## Exercise instructions
When a line in the entries below contains "truck", tally it; give the tally with nothing added.

## Working data
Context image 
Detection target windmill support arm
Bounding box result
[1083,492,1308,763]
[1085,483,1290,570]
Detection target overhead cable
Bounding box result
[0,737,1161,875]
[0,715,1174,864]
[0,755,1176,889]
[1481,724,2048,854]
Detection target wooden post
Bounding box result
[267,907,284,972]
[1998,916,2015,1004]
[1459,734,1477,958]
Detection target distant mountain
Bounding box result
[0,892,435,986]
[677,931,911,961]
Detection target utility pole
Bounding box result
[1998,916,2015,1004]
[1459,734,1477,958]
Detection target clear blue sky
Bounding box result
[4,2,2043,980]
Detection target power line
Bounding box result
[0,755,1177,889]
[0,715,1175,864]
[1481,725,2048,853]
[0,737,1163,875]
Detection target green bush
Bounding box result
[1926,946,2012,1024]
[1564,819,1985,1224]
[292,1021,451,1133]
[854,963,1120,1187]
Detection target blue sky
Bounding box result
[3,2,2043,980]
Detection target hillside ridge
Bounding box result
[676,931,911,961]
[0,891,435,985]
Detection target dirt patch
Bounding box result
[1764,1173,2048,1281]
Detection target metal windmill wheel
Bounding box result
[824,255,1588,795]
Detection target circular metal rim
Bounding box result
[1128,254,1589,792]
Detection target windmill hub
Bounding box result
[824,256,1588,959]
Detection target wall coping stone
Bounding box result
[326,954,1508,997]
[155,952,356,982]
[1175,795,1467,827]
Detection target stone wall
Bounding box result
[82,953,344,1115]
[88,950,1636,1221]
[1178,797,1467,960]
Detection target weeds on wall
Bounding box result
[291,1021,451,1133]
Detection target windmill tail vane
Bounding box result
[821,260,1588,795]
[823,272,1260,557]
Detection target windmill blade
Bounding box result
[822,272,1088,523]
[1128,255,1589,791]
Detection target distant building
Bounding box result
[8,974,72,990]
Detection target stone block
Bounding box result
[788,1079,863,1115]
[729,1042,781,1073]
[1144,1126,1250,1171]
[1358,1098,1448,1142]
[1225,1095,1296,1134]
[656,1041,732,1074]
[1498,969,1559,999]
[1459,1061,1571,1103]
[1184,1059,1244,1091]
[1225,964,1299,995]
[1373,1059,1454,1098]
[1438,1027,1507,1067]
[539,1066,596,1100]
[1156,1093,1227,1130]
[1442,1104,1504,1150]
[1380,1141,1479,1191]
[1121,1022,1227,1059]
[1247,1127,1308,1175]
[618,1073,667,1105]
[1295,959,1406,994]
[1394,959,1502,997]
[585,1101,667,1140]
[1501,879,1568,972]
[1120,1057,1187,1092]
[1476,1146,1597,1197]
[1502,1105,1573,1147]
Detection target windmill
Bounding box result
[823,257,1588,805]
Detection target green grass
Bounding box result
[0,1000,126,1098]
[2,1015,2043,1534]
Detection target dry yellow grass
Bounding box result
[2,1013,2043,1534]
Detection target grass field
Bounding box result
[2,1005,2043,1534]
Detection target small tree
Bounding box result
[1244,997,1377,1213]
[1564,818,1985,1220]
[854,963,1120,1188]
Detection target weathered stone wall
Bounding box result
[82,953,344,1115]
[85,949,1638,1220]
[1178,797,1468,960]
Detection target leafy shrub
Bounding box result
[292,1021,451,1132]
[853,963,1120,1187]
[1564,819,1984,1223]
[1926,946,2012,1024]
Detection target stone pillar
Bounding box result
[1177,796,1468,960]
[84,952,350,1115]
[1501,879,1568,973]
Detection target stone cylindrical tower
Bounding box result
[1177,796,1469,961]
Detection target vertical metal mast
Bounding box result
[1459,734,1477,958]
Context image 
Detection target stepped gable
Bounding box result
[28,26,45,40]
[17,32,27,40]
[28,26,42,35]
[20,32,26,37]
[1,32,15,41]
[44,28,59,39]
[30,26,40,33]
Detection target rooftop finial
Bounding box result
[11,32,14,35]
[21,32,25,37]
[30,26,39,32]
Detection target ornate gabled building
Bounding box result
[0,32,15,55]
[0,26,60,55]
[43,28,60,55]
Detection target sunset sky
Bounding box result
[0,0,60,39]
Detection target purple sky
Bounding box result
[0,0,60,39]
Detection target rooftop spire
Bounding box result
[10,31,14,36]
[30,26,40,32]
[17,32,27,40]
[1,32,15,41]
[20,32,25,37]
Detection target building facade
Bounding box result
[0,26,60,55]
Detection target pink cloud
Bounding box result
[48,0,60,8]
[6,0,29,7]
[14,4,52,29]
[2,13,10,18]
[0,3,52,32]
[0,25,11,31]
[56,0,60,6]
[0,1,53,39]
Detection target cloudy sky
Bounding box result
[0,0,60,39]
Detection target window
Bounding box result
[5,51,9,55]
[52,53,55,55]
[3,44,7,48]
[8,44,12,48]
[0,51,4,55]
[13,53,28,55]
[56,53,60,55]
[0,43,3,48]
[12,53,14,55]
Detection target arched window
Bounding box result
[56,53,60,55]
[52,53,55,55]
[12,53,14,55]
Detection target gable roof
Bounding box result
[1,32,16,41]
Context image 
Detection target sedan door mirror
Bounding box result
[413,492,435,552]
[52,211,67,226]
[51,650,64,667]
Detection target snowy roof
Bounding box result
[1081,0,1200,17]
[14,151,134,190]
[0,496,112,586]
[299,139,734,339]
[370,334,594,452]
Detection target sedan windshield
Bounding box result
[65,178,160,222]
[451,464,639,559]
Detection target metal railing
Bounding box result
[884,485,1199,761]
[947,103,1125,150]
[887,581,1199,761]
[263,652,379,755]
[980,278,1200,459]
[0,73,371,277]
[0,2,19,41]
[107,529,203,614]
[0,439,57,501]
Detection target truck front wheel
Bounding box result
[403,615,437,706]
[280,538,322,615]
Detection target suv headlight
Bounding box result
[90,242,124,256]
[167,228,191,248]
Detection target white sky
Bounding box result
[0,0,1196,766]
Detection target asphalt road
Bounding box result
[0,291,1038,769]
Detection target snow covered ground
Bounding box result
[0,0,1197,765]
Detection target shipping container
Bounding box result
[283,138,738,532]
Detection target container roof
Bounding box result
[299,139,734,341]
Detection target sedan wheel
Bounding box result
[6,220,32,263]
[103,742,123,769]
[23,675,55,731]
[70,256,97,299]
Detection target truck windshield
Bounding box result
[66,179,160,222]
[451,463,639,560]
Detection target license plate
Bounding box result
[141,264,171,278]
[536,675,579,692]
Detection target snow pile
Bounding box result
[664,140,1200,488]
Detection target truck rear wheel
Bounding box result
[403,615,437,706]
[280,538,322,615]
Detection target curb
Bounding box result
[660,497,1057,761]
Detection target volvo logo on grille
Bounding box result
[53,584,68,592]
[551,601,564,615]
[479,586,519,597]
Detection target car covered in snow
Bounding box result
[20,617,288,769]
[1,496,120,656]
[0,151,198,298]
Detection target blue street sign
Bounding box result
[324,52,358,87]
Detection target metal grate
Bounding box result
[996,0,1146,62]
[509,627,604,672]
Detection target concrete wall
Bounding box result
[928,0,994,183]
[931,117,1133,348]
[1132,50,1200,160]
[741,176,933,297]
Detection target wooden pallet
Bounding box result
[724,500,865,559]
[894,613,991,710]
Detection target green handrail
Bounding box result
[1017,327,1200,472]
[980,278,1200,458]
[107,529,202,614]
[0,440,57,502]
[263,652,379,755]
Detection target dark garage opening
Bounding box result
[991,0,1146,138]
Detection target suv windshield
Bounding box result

## Response below
3